GOAL :: Render the data below as a numbered list with one line per item, skipping any blank lines and leaving out the pictures.

SUPPLIED RECORDS ::
---------------

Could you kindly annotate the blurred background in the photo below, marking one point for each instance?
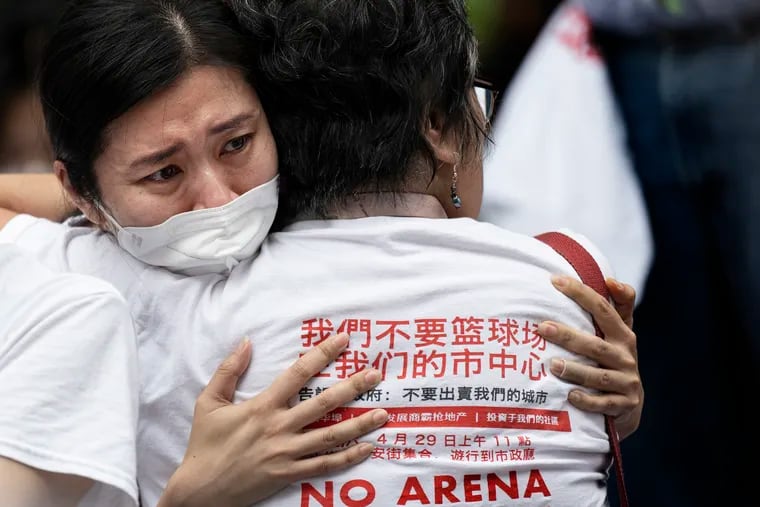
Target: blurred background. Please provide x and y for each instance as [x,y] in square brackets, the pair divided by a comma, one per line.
[638,125]
[506,29]
[24,25]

---------------

TASK RESPONSE ::
1. Could you kindly annotate the blurred background in the photo below, marking one point for each instance?
2. Target: blurred background. Please provide x and y for each instance as [x,y] in square brackets, the pair divided by a comma, one per line.
3. [638,125]
4. [506,29]
5. [24,25]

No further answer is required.